§ **Data extracts**:
------------------------------------------------------------------------
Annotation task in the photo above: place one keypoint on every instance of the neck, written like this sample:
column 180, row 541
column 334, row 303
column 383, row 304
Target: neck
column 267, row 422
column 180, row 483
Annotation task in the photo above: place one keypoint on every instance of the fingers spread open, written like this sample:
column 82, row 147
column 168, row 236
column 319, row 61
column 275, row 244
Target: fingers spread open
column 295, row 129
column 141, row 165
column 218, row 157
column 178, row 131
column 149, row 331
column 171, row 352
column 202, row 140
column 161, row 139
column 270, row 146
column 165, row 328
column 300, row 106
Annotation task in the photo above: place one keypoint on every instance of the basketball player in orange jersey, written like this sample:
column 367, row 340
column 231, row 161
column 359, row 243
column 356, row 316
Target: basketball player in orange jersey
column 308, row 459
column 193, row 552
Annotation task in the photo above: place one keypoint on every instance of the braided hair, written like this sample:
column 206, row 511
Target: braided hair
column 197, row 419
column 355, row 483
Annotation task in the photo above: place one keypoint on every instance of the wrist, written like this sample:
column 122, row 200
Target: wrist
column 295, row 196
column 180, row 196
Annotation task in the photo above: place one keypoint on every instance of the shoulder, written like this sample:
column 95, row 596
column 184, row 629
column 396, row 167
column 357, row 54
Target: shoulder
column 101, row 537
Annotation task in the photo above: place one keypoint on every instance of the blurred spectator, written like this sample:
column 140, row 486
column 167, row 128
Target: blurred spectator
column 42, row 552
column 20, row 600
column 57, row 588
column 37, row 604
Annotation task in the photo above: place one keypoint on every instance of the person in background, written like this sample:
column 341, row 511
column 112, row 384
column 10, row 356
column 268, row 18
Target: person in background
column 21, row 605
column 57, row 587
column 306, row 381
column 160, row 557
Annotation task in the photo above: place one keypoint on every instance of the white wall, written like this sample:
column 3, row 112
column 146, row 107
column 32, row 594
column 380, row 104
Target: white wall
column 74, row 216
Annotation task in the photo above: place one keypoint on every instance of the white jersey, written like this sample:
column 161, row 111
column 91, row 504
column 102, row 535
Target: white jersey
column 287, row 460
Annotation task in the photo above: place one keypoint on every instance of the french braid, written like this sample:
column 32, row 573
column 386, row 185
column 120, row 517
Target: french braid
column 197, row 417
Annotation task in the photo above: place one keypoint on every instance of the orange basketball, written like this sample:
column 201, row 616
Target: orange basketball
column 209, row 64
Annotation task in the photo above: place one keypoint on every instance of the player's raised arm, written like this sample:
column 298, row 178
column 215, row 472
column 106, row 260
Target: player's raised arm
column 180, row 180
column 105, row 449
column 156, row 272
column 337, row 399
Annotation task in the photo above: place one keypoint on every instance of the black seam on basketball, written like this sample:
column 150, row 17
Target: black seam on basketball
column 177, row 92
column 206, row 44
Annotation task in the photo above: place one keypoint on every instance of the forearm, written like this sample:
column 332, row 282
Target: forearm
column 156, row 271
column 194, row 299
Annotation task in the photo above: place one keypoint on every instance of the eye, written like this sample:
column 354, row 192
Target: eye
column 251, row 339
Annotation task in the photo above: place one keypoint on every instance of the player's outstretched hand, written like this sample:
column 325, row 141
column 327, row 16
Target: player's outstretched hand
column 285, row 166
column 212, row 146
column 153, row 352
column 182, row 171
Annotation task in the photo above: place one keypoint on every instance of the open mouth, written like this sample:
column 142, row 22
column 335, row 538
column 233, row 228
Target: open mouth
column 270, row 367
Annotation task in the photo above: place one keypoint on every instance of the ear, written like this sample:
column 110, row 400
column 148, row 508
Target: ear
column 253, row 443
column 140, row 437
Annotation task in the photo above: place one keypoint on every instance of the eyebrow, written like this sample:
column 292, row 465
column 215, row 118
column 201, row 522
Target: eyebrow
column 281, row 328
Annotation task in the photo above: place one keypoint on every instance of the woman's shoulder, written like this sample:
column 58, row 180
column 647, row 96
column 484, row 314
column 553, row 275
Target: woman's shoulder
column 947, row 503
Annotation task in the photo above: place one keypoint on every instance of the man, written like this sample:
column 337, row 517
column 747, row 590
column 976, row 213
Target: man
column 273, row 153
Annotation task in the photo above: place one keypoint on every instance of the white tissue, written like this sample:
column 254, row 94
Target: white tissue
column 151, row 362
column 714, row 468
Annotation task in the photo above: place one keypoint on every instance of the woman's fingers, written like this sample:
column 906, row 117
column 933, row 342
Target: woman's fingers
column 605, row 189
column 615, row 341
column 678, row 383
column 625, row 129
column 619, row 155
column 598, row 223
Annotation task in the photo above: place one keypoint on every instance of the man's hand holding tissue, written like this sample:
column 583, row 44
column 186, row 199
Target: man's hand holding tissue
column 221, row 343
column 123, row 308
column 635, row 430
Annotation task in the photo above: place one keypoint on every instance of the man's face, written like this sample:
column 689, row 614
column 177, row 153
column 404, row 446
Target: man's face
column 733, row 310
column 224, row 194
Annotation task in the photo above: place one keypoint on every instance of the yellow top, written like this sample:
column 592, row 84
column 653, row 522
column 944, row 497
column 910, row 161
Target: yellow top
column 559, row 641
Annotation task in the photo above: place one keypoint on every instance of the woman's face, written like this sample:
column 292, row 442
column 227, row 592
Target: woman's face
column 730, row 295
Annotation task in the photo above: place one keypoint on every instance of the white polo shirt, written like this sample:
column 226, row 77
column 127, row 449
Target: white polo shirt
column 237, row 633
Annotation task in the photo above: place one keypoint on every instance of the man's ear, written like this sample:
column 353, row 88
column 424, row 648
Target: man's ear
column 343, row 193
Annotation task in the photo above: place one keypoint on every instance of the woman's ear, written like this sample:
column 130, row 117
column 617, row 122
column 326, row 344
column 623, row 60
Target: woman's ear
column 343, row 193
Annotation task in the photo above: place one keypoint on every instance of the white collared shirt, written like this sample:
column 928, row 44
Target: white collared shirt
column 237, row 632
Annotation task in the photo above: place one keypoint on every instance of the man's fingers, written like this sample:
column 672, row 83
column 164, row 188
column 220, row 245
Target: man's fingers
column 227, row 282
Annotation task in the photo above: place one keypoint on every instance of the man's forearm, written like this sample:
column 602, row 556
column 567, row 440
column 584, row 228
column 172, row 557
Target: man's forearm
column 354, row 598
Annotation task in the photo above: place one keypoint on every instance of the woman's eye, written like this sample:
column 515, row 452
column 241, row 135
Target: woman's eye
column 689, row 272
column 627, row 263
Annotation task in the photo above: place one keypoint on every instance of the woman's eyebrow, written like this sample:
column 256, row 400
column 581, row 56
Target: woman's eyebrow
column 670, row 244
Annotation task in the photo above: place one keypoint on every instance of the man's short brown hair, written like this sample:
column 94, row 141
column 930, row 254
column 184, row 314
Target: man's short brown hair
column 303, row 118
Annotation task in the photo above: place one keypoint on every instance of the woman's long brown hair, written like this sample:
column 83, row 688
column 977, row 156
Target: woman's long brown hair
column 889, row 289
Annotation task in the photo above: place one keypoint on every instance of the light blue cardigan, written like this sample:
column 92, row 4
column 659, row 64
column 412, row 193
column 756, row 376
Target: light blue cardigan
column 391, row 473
------------------------------------------------------------------------
§ **Exercise**: Repeat the data word for word.

§ **Written response**:
Annotation task in the photo above: place one keypoint on every instance of the neck, written like this sample:
column 180, row 541
column 334, row 303
column 383, row 304
Target: neck
column 267, row 422
column 180, row 483
Annotation task in the photo above: place one keypoint on every instance of the fingers spread open, written like this sample:
column 82, row 147
column 168, row 236
column 319, row 61
column 275, row 244
Target: fingers spread open
column 295, row 129
column 141, row 165
column 218, row 157
column 178, row 131
column 149, row 331
column 171, row 352
column 202, row 140
column 161, row 139
column 270, row 146
column 165, row 328
column 300, row 106
Annotation task in the photo above: place one keypoint on every instance of the basketball player in orange jersey, written like this sample:
column 367, row 340
column 231, row 161
column 359, row 243
column 356, row 316
Target: basketball player in orange jersey
column 308, row 459
column 193, row 552
Annotation task in the photo above: place one keypoint on every instance of the braided hair, written like this sample:
column 206, row 511
Target: braided hair
column 197, row 419
column 355, row 483
Annotation task in the photo above: place one keypoint on every instance of the wrist, written like this sample:
column 122, row 200
Target: wrist
column 295, row 196
column 180, row 196
Annotation task in the photo above: place one keypoint on every instance of the shoulder, written like this sample:
column 95, row 596
column 184, row 629
column 396, row 167
column 357, row 54
Target: shoulder
column 101, row 537
Annotation task in the photo above: place one keypoint on every instance of the blurred spectator, written like this sample:
column 140, row 486
column 167, row 128
Target: blurred spectator
column 42, row 552
column 20, row 600
column 57, row 588
column 37, row 604
Annotation task in the photo above: place one keypoint on every instance of the person in background, written like this sample:
column 341, row 511
column 112, row 384
column 10, row 356
column 268, row 18
Target: person in background
column 21, row 605
column 57, row 587
column 306, row 381
column 160, row 557
Annotation task in the photo above: place one keypoint on every instance of the white wall, written like this sample:
column 3, row 112
column 146, row 107
column 32, row 594
column 380, row 104
Target: white wall
column 74, row 216
Annotation task in the photo above: place one keypoint on every instance of the white jersey, written like this sample:
column 161, row 111
column 91, row 504
column 102, row 535
Target: white jersey
column 287, row 460
Annotation task in the photo above: place one keypoint on every instance of the french braid, written like this sample:
column 32, row 573
column 386, row 185
column 120, row 517
Target: french braid
column 197, row 417
Annotation task in the photo above: place one keypoint on every instance of the orange basketball, written like this sample:
column 201, row 616
Target: orange basketball
column 209, row 64
Annotation task in the photo above: place one keypoint on every instance of the player's raised arm, written like this sample:
column 298, row 178
column 215, row 472
column 106, row 260
Target: player's raised arm
column 180, row 180
column 105, row 449
column 156, row 272
column 337, row 399
Annotation task in the photo above: place one keypoint on every instance of the black seam on basketball, written like this sample:
column 150, row 17
Target: black seam on basketball
column 177, row 92
column 206, row 44
Annotation task in the photo above: place one keypoint on every instance of the forearm, written like this sample:
column 332, row 282
Target: forearm
column 156, row 271
column 194, row 299
Annotation task in the photo above: place one keypoint on every instance of the eye, written like this sample:
column 354, row 192
Target: eye
column 251, row 339
Annotation task in the photo above: place one keypoint on every instance of the player's outstretched hand, written like this sample:
column 325, row 141
column 327, row 16
Target: player's outstretched hand
column 285, row 166
column 212, row 146
column 153, row 352
column 182, row 171
Annotation task in the photo above: place one keypoint on every instance of the open mouth, written like this sample:
column 142, row 22
column 335, row 538
column 233, row 228
Target: open mouth
column 270, row 367
Annotation task in the photo above: place one keypoint on every instance of the ear, written like this sample:
column 110, row 400
column 148, row 508
Target: ear
column 253, row 443
column 140, row 437
Annotation task in the photo above: place one keypoint on every instance of the eyebrow, written like this sample:
column 292, row 465
column 215, row 118
column 201, row 522
Target: eyebrow
column 281, row 328
Annotation task in the photo above: place one keypoint on every instance of the woman's shoulder, written like this sample:
column 58, row 180
column 647, row 96
column 484, row 314
column 553, row 275
Target: woman's shoulder
column 947, row 503
Annotation task in the photo above: place one keypoint on every instance of the man, written like this sample:
column 337, row 517
column 747, row 590
column 976, row 213
Target: man
column 273, row 153
Annotation task in the photo above: place one keypoint on every instance of the white tissue, written like this sample:
column 254, row 94
Target: white tissue
column 151, row 362
column 714, row 468
Annotation task in the photo above: place one keypoint on every instance of the woman's fingers, written like this sample:
column 906, row 117
column 933, row 342
Target: woman's fingers
column 605, row 189
column 615, row 341
column 678, row 383
column 625, row 129
column 619, row 155
column 598, row 223
Annotation task in the photo above: place one keypoint on every instance of the man's hand holding tissue, written like this sample:
column 583, row 44
column 186, row 199
Target: man's hand holding tissue
column 221, row 343
column 123, row 308
column 635, row 430
Annotation task in the photo above: place one keypoint on every instance of the man's face, written like this sample:
column 689, row 614
column 177, row 153
column 404, row 446
Target: man's face
column 733, row 310
column 224, row 194
Annotation task in the photo above: place one keypoint on every instance of the yellow top, written like this sample:
column 592, row 84
column 653, row 522
column 944, row 497
column 910, row 161
Target: yellow top
column 559, row 641
Annotation task in the photo above: place one keypoint on every instance of the woman's face, written like this sample:
column 292, row 442
column 227, row 592
Target: woman's face
column 730, row 295
Annotation task in the photo above: place one keypoint on every instance of the white polo shirt, written like this sample:
column 226, row 77
column 127, row 449
Target: white polo shirt
column 237, row 633
Annotation task in the photo above: place one keypoint on every instance of the man's ear, written like this sample:
column 353, row 88
column 424, row 648
Target: man's ear
column 343, row 193
Annotation task in the photo above: place one keypoint on every instance of the woman's ear, written like this sample:
column 130, row 117
column 617, row 122
column 326, row 344
column 623, row 60
Target: woman's ear
column 343, row 193
Annotation task in the photo above: place one keypoint on every instance of the white collared shirt, written like this sample:
column 928, row 44
Target: white collared shirt
column 237, row 632
Annotation task in the photo above: place one keypoint on every instance of the man's fingers, written like this sample:
column 672, row 83
column 164, row 188
column 220, row 245
Target: man's fingers
column 227, row 282
Annotation task in the photo above: place one keypoint on every instance of the man's forearm, written like this sample:
column 602, row 556
column 567, row 440
column 584, row 228
column 172, row 557
Target: man's forearm
column 354, row 598
Annotation task in the photo above: place one keypoint on every instance of the woman's eye, written like this sample:
column 515, row 452
column 241, row 135
Target: woman's eye
column 689, row 272
column 627, row 263
Annotation task in the photo above: place one keypoint on every instance of the woman's eyebrow, written like this sample:
column 256, row 400
column 581, row 56
Target: woman's eyebrow
column 670, row 244
Annotation task in the photo above: place one keypoint on every instance of the man's short brown hair, written like this sample:
column 94, row 141
column 930, row 254
column 184, row 314
Target: man's short brown hair
column 303, row 118
Annotation task in the photo above: place one keypoint on every instance of the woman's long brown hair, written like this sample:
column 83, row 688
column 977, row 156
Target: woman's long brown hair
column 889, row 289
Annotation task in the photo above: place one keypoint on every instance of the light blue cardigan, written like this sample:
column 92, row 4
column 659, row 64
column 412, row 193
column 756, row 376
Target: light blue cardigan
column 391, row 473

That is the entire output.